_PROMPT_
Collect every line of the data that contains the word "class", copying each such line in full.

_SUPPLIED DATA_
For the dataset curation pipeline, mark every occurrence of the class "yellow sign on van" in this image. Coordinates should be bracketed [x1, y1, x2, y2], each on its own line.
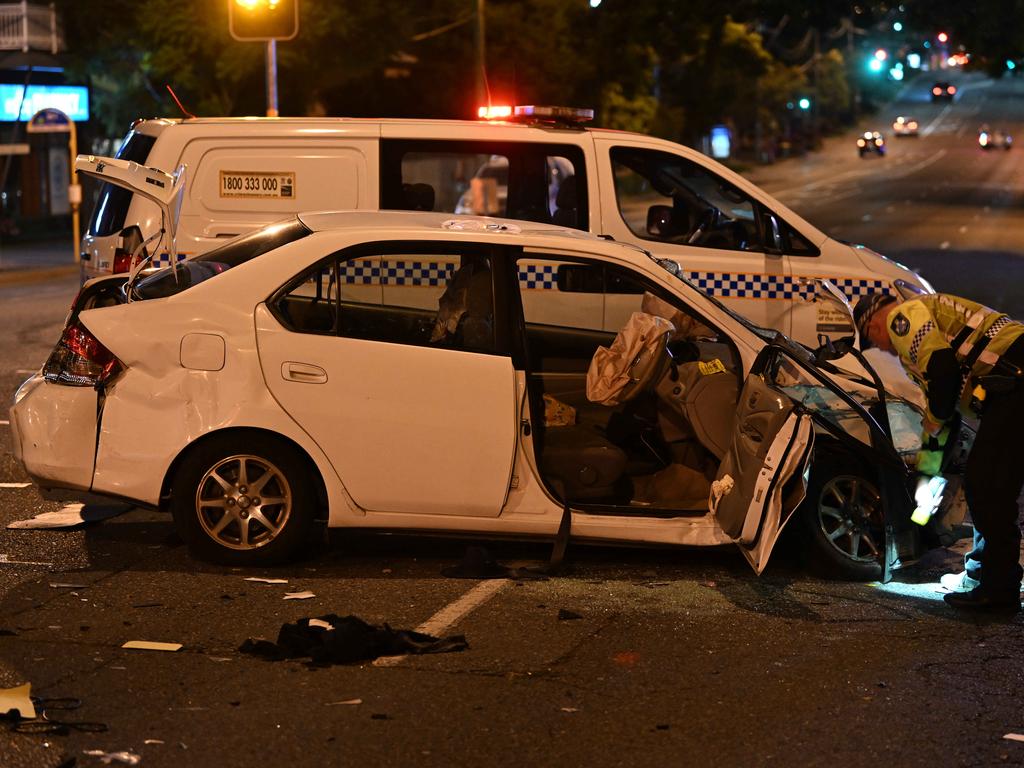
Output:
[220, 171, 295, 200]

---

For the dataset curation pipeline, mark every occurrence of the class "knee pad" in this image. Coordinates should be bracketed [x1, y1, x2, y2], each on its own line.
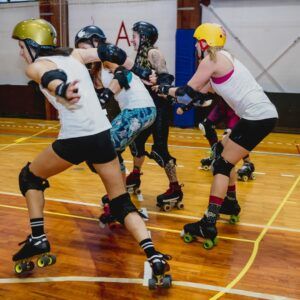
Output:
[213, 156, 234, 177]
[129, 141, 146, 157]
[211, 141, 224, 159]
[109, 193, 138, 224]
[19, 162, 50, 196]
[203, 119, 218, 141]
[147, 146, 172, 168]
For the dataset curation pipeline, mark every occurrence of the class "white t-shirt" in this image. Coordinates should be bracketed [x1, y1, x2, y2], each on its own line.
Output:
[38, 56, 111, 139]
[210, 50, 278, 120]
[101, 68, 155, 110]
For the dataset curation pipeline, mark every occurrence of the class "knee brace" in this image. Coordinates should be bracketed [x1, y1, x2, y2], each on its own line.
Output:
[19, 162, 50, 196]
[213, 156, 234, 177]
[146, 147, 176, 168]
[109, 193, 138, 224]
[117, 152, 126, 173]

_RESULT_
For the dataset curation pipeline, mark every occurrence of the class "yellow sign on van" in this image. Coordinates should be bracketed [x1, y1, x2, y2], each on its own line.
For the dataset curation pipeline, mark every occurrence of the class "knee pad" in this image. Coordinates should be bracketed [x1, y1, x2, y2], each on its own line.
For the dataset curation pipeline, mark every occurrence of the class "white t-shirt" in this image. Coordinates should be bracketed [x1, y1, x2, y2], each on its own line.
For the dataset curation pipeline, mark every occurrence of the class "knee brace" in this image. Coordinates should be bracketed [x1, y1, x2, y2], each on its own line.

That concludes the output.